▶ [Source text]:
=== Begin Enclosure ===
Greatest French Movie Detectives

 
Greatest French Movie Detectives

Commissaire Maigret

Aloof, pipe-smoking police inspector Jules Maigret, created by prolific Belgian writer Georges Simenon, is probably the most beloved detective character in French literature and cinema. Several prominent actors have portrayed him, including Pierre Renoir, Harry Baur and Albert Préjean. Most notably, the legendary Jean Gabin played Maigret in three films: the 1958 Maigret Tend un Piège (Inspector Maigret) and 1959 Maigret et l’Affaire Saint-Fiacre (Maigret and the St. Fiacre Case, both directed by Jean Delannoy; and Gilles Grangier’s 1963 Maigret Voit Rouge (Maigret Sees Red). The inspector’s fame crossed the Atlantic when Charles Laughton took on the role in The Man on the Eiffel Tower (1949), directed by Burgess Meredith.

Arsène Lupin

Lupin, a sympathetic and debonair gentleman burglar turned detective, was created in 1907 by author Maurice Leblanc and still enjoys considerable popularity today. His adventures have been brought to the screen many times all over the world, most recently in a high-tech 2004 adaptation by Jean-Paul Salomé titles simply Arsène Lupin, starring handsome French leading man Romain Duris.
=== End Enclosure ===
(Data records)
=== Begin Enclosure ===
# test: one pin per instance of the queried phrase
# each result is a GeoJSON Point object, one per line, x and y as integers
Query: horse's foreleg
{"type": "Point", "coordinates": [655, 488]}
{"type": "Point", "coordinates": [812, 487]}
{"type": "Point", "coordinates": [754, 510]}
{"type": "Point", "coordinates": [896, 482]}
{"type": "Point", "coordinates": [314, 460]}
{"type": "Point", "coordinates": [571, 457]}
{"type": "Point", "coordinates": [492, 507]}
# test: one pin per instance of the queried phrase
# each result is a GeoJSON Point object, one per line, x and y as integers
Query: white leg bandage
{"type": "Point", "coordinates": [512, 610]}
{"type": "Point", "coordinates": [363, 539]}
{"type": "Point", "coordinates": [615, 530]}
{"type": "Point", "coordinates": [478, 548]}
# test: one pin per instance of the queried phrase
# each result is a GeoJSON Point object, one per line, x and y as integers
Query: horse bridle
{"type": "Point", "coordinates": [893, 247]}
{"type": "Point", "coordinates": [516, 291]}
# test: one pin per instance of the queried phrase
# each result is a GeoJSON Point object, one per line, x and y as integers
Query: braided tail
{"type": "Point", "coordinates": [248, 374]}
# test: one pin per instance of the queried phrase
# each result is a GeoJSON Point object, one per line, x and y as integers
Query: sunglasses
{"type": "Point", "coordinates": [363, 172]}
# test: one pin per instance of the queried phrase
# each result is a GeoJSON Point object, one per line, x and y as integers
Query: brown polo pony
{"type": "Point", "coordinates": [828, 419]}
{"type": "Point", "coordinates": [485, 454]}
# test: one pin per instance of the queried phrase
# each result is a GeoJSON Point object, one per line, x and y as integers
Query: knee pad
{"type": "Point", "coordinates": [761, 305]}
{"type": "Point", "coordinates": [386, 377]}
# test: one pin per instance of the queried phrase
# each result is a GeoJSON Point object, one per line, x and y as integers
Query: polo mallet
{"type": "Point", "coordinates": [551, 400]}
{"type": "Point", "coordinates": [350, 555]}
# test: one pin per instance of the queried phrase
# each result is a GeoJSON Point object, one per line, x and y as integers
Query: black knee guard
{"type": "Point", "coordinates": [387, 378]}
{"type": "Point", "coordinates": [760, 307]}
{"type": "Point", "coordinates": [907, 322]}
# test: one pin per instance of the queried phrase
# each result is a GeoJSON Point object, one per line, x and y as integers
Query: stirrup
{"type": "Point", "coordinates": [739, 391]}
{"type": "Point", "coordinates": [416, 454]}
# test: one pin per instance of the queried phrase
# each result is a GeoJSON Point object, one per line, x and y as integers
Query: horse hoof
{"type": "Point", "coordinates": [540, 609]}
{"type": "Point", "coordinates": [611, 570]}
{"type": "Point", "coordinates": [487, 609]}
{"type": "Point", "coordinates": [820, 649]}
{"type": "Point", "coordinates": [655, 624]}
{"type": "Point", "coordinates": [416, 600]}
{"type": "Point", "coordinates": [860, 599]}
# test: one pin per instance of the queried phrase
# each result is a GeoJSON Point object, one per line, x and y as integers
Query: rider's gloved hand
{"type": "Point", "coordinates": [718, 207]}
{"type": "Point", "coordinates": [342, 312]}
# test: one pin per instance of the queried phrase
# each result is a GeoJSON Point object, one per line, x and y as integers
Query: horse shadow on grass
=== End Enclosure ===
▶ [How to complete this task]: Copy out the full text on French movie detectives word for word, from its title to its last sentence.

▶ [Task response]:
Greatest French Movie Detectives

 
Greatest French Movie Detectives

Commissaire Maigret

Aloof, pipe-smoking police inspector Jules Maigret, created by prolific Belgian writer Georges Simenon, is probably the most beloved detective character in French literature and cinema. Several prominent actors have portrayed him, including Pierre Renoir, Harry Baur and Albert Préjean. Most notably, the legendary Jean Gabin played Maigret in three films: the 1958 Maigret Tend un Piège (Inspector Maigret) and 1959 Maigret et l’Affaire Saint-Fiacre (Maigret and the St. Fiacre Case, both directed by Jean Delannoy; and Gilles Grangier’s 1963 Maigret Voit Rouge (Maigret Sees Red). The inspector’s fame crossed the Atlantic when Charles Laughton took on the role in The Man on the Eiffel Tower (1949), directed by Burgess Meredith.

Arsène Lupin

Lupin, a sympathetic and debonair gentleman burglar turned detective, was created in 1907 by author Maurice Leblanc and still enjoys considerable popularity today. His adventures have been brought to the screen many times all over the world, most recently in a high-tech 2004 adaptation by Jean-Paul Salomé titles simply Arsène Lupin, starring handsome French leading man Romain Duris.